GIVEN DATA
**********
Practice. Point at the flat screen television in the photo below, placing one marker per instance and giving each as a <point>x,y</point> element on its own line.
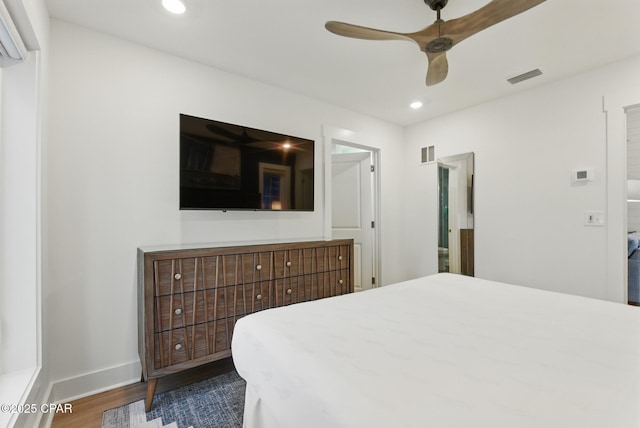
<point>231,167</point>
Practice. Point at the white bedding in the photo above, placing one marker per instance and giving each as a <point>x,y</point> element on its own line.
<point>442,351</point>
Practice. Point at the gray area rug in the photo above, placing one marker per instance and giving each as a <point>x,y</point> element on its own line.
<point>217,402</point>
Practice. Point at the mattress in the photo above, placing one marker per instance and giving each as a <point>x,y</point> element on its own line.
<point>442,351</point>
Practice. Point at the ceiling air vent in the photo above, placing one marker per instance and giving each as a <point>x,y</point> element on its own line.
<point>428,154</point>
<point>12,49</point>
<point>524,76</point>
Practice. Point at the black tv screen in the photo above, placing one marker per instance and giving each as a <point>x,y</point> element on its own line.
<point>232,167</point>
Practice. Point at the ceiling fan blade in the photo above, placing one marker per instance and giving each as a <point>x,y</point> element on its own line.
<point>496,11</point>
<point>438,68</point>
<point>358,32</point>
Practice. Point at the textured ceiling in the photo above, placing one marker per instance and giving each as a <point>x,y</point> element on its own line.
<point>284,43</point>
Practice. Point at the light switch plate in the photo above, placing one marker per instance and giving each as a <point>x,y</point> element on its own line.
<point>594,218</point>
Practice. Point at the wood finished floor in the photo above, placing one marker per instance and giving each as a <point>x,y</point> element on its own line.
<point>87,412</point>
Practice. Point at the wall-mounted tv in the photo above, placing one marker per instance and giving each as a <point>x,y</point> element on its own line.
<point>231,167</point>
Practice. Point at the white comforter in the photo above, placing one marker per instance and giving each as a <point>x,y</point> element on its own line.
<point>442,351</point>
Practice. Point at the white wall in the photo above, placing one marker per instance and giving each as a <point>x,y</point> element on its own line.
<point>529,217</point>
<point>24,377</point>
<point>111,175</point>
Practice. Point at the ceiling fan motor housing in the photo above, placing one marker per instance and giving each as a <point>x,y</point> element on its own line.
**********
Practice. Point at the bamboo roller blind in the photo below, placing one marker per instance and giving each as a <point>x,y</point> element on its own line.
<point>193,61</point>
**********
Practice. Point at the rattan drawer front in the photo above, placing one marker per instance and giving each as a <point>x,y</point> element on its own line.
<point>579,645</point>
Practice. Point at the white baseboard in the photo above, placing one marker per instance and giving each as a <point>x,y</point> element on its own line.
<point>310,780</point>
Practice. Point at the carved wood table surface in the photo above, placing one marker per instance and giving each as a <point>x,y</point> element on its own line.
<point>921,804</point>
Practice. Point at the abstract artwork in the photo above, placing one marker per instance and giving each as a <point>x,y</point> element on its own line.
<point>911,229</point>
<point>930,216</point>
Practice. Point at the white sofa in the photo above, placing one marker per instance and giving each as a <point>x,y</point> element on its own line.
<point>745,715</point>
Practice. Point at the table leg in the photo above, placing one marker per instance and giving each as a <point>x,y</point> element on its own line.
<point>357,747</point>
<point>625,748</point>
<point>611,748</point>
**********
Could you update the stretch of the listing from the line containing "Practice. Point at the textured" through the line containing "Practice. Point at the ceiling fan motor" by replacing "comforter" with "duvet" and leaving everything else unchanged, returning only those lines?

Practice. Point at the textured ceiling in the photo above, placing one marker per instance and giving each as a <point>x,y</point> element on its own line.
<point>284,43</point>
Practice. Point at the light switch plate in the photo above, placing one marker per instance and giving each as a <point>x,y</point> element on its own line.
<point>594,218</point>
Practice. Point at the wood finished floor in the photo above, placing one marker per instance and giving each as a <point>x,y</point> element on its own line.
<point>87,412</point>
Practice. Point at the wall-mounted tv in the photo above, placing one marker per instance and giving each as a <point>x,y</point> element on its own line.
<point>231,167</point>
Practice. Point at the white duvet in the photo above, placing one marker per instance and giving each as a <point>x,y</point> element on its own line.
<point>442,351</point>
Practice. Point at the white wall in the photo above, placing one marker per instance and giving each as a <point>x,y</point> element on its own line.
<point>529,217</point>
<point>24,377</point>
<point>111,175</point>
Practice. Point at the ceiling fan motor housing in the photo above, placing one marker per instance and giving each as a <point>x,y</point> element on its own line.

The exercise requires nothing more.